*** Opening of Page extract ***

Peritoneal dialysis and kidney transplant. A two-way ticket in an integrated renal replacement therapy model.Nefrologia. 2011; 31(4):441-8.N
Peritoneal dialysis (PD) seems to be a good option to initiate renal replacement therapy (RRT), but patients with graft failure choose PD less frequently than incident patients (de novo).
To describe patient movements between PD and kidney transplantation (TX) and risk factors for failure of the PD technique.
Multicentre observational study of patients starting PD between 2003 and 2009 with follow-up up until January 2010. Survival analysis based on switching from PD to HD as an event using Kaplan-Meier (KM) and forward, stepwise Cox proportional hazards models. Hazard ratio and 95% confidence intervals (HR [CI]) are shown. MAIN VARIABLE: Switch from PD to HD. Two-group comparison: PD post transplant (post-TX) patients (76) compared to pure incident PD (de novo-PD) patients (830).

*** Close of Page extract ***
*** Opening of Provided information ***

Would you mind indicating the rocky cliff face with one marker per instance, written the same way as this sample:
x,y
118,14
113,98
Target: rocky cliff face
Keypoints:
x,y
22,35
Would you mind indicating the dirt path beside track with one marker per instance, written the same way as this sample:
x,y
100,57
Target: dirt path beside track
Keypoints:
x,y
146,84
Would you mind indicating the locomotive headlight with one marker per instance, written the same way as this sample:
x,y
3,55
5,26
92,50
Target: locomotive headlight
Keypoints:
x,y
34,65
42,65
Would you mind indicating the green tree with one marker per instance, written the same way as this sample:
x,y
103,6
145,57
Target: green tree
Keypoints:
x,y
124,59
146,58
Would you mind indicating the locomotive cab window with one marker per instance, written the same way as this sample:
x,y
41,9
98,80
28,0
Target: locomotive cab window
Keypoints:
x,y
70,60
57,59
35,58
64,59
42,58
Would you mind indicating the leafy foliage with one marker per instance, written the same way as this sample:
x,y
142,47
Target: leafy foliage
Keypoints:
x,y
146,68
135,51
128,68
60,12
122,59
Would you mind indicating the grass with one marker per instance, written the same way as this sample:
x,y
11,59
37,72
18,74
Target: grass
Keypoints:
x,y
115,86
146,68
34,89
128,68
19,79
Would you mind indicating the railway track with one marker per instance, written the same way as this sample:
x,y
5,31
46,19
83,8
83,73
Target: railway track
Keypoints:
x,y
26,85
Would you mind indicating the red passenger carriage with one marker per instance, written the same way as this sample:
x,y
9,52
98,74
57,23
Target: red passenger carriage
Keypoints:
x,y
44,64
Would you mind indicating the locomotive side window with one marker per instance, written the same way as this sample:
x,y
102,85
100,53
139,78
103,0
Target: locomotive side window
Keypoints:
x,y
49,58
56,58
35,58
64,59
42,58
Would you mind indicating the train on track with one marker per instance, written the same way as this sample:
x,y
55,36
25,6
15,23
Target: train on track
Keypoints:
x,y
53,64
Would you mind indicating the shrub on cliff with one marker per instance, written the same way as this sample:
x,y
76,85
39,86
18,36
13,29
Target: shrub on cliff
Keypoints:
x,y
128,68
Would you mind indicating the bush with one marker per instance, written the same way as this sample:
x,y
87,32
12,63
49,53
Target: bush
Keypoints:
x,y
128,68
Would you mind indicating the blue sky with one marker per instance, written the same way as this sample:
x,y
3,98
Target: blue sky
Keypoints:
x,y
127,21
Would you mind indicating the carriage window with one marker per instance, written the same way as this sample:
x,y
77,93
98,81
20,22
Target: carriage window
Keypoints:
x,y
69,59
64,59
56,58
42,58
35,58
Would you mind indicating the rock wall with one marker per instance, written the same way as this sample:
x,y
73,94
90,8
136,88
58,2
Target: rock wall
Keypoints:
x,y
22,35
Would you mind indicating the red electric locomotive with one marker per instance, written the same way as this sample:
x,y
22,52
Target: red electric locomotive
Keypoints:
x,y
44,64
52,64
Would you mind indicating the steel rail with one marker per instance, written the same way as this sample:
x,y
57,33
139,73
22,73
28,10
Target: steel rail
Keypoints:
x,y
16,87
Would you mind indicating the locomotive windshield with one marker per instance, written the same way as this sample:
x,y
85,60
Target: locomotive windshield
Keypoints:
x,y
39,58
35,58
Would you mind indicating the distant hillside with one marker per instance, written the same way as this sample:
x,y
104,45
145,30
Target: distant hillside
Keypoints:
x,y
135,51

*** Close of Provided information ***
*** Opening of Provided information ***

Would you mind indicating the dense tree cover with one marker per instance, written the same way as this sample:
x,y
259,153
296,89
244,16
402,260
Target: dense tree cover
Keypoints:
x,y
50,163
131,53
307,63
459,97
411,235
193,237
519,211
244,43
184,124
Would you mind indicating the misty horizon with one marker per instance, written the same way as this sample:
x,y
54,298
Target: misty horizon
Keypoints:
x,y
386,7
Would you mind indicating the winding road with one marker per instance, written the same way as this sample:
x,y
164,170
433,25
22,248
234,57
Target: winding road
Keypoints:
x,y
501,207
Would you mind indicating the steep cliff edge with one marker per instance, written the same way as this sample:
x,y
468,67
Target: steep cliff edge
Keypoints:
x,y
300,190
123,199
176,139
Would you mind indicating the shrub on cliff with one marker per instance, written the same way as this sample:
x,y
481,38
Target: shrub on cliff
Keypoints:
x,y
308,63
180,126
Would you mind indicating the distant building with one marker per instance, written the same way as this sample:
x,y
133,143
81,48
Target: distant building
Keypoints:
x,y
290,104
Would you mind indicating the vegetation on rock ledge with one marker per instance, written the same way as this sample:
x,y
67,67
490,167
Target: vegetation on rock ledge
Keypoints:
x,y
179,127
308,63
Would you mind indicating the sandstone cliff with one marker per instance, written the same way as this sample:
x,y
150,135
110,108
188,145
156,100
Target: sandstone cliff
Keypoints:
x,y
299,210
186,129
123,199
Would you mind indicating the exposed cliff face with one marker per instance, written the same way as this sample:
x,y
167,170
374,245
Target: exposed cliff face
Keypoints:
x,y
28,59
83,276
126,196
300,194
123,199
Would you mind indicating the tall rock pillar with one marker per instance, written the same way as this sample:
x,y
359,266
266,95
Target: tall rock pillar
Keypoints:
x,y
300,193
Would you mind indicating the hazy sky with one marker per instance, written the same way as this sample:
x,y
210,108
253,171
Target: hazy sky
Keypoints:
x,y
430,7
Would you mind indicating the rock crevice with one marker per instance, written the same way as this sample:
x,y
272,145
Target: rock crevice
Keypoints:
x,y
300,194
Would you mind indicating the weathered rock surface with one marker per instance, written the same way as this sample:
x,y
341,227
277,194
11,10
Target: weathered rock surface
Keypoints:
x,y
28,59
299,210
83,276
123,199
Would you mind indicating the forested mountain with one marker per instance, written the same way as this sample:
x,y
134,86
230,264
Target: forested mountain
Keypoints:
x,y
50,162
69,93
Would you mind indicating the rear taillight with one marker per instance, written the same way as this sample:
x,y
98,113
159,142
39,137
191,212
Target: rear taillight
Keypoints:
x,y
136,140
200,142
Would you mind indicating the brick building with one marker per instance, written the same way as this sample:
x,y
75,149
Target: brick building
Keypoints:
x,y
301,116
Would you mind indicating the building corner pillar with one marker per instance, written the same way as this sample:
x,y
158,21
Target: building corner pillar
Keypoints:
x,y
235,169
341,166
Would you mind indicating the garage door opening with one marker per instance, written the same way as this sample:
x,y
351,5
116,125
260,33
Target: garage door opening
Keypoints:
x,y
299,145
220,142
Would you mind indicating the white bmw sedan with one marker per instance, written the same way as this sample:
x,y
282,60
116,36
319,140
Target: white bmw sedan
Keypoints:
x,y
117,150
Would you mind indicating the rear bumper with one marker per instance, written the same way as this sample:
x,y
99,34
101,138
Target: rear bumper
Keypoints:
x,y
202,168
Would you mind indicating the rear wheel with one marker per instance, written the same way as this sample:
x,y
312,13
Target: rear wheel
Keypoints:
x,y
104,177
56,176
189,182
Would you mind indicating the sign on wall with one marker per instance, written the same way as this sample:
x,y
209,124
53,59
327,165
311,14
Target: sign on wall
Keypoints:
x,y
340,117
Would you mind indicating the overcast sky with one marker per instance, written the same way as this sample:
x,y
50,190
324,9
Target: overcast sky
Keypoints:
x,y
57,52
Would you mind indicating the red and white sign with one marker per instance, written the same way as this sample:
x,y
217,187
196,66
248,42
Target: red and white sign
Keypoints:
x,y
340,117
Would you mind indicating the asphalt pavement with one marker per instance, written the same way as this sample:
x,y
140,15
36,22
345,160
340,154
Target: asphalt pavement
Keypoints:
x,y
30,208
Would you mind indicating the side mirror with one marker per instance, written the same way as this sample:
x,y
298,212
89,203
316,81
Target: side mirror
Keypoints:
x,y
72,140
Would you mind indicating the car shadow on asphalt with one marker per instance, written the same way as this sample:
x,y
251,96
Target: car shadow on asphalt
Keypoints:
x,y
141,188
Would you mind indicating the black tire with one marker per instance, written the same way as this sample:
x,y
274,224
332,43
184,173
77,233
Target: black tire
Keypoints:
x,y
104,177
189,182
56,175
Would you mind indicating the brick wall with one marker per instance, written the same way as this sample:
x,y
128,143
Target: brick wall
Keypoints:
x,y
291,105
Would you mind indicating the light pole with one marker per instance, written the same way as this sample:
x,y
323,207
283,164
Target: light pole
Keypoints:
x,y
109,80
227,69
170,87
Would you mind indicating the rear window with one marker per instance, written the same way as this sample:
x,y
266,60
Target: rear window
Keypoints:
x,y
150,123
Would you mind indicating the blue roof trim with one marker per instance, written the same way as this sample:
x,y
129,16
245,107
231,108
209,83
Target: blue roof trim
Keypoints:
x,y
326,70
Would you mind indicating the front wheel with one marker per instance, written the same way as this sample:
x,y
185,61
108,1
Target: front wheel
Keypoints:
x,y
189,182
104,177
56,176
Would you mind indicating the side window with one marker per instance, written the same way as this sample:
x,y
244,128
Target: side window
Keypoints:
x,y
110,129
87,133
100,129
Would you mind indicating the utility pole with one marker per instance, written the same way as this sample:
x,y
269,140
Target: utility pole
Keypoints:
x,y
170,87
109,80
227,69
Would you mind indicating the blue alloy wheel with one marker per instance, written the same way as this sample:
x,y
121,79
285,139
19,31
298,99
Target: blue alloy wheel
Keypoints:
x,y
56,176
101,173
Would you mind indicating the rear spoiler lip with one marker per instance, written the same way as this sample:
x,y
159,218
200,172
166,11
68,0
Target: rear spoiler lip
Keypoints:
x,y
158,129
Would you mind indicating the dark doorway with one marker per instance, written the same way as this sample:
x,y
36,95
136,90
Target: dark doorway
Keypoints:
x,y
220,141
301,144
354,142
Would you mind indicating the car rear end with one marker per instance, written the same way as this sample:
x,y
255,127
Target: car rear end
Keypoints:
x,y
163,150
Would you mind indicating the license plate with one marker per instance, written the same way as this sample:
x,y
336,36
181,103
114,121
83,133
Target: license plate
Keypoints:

*** Close of Provided information ***

What to work on: From the peritoneal dialysis abstract above, output the passage from "Multicentre observational study" to "novo-PD) patients (830)." word for word.

Task solution:
Multicentre observational study of patients starting PD between 2003 and 2009 with follow-up up until January 2010. Survival analysis based on switching from PD to HD as an event using Kaplan-Meier (KM) and forward, stepwise Cox proportional hazards models. Hazard ratio and 95% confidence intervals (HR [CI]) are shown. MAIN VARIABLE: Switch from PD to HD. Two-group comparison: PD post transplant (post-TX) patients (76) compared to pure incident PD (de novo-PD) patients (830).